→ DEINE AUFGABE: Wiederhole aus dem Tagebucheintrag zum 19. Gehtag wortgetreu den Abschnitt, der mit „Hier bin ich“ beginnt und bis einschließlich „ausgeruht wieder weiter.“ reicht.

→ VORGEGEBENER TEXT:
-- -- --
Mittwoch, 22. Juni 2011

Frisch und froh weiter - der 19. Gehtag

Hier bin ich wieder, liebe Freunde!

Gestern habe ich mir den Luxus eines Ruhetages gegönnt. Das hat gut getan. Ich will keine Rekorde brechen, sondern mein Ziel erreichen und da muss man mit den Kräften haushalten.
Am VM bin ich ca. 3 Km zurück ins Dorf spaziert und habe ein paar Einkäufe, auch fürs Abendessen, getätigt. Am NM habe ich dann die Haussauna genossen und damit haben sich die Muskel gut entspannt.
Beim Frühstück habe ich eine Pilgerin, die von Salzburg bis Feldkirch geht, kennen gelernt. Es war lustig unsere Erlebnisse auszutauschen. Zwischen Grins und Fliersch hat sie den selben falschen Weg genommen wie ich und ist auch den Berg hinaufgekoffert. Unter dem Regen, besonders vor Stanz und bis Grins hat sie noch mehr zuleiden gehabt.

Heute am Vortag von Frohnleichnam geht es ausgeruht wieder weiter.
Mein Schatten am Morgen zeigt mir, dass ich am richtigen Weg bin. Es geht westwärts, nach Santiago. Siehe Foto.
Ich schreite flott voran, denn die Wettervorhersagen verheißen nichts Gutes. Im Laufe des Tages soll eine Gewitter- und Kaltfront durchziehen. Bis Bludenz ist es heute nicht so weit und ich kann es vorher schaffen.
Mein Partner, der "Ho-Ruck! Sack-du!" passt mir heute auch nicht recht. Mir scheint, er hat am gestrigen Ruhetag zugenommen. Ob das an dem kleinen Stück Seife und der Kekspackung liegt, die ich gestern gekauft und eingepackt habe? Oder hat mir die Zimmerwirtin soviel an Jause in den Rucksack gepackt. Aber nein, dass hätte ich am Rechnungszettel bemerkt, denn rechnen können die Vorarlberger(innen). Bei aller Freudlichkeit steht jeder Posten genau auf der Rechnung:
Bier vom Kühlschrank 2,-
Ein Vierterle leichter Rotwein (erstes am Weg) um 3,50;
2 Stunden Sauna 10,- obwohl im Prospekt als inklusive angeboten (gilt im Sommer nicht)
Wäschewaschen 4,- Zum Glück habe ich sie selbst aufgehängt.
Nur die Freundlichkeit war gratis, aber vielleicht war das der Pilgerbonus.
-- -- --
[Quelldatensätze]

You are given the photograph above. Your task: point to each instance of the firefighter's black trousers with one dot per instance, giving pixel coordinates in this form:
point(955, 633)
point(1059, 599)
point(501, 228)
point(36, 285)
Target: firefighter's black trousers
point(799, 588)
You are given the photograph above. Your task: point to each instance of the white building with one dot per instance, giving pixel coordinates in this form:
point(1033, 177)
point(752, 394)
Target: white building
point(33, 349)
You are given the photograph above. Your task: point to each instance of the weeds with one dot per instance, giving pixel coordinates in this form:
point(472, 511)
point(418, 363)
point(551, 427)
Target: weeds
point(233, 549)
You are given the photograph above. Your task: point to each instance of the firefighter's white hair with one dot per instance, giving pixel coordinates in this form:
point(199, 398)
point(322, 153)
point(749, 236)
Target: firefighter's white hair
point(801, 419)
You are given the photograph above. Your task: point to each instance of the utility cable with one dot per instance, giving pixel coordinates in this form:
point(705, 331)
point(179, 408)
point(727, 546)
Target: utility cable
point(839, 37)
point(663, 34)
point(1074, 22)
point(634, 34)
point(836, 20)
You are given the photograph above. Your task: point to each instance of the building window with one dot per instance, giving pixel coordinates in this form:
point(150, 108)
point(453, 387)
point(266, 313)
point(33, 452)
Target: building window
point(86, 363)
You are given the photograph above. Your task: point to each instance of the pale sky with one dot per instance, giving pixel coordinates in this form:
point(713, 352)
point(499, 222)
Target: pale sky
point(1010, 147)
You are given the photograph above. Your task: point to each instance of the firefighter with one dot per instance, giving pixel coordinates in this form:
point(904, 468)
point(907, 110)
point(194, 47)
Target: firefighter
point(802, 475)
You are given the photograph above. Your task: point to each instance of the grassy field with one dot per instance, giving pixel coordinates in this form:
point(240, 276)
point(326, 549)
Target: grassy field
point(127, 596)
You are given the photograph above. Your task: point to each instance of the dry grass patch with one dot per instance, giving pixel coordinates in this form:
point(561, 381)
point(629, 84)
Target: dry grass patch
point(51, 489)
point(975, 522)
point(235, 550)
-- -- --
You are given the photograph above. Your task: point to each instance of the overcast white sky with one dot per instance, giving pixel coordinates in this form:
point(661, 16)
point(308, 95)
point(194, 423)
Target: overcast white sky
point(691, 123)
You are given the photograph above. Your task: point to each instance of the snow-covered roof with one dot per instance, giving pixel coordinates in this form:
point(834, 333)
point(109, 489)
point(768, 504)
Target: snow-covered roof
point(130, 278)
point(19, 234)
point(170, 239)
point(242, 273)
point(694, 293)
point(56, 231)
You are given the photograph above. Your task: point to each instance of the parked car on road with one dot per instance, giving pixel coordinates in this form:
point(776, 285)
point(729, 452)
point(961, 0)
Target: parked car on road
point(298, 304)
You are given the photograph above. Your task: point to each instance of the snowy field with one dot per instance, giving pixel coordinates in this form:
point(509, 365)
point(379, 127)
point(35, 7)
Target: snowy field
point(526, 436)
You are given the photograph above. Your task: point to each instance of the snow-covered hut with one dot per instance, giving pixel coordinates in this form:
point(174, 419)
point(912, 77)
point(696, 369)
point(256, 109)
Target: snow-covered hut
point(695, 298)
-- -- --
→ ERWARTETE ANTWORT:
Hier bin ich wieder, liebe Freunde!

Gestern habe ich mir den Luxus eines Ruhetages gegönnt. Das hat gut getan. Ich will keine Rekorde brechen, sondern mein Ziel erreichen und da muss man mit den Kräften haushalten.
Am VM bin ich ca. 3 Km zurück ins Dorf spaziert und habe ein paar Einkäufe, auch fürs Abendessen, getätigt. Am NM habe ich dann die Haussauna genossen und damit haben sich die Muskel gut entspannt.
Beim Frühstück habe ich eine Pilgerin, die von Salzburg bis Feldkirch geht, kennen gelernt. Es war lustig unsere Erlebnisse auszutauschen. Zwischen Grins und Fliersch hat sie den selben falschen Weg genommen wie ich und ist auch den Berg hinaufgekoffert. Unter dem Regen, besonders vor Stanz und bis Grins hat sie noch mehr zuleiden gehabt.

Heute am Vortag von Frohnleichnam geht es ausgeruht wieder weiter.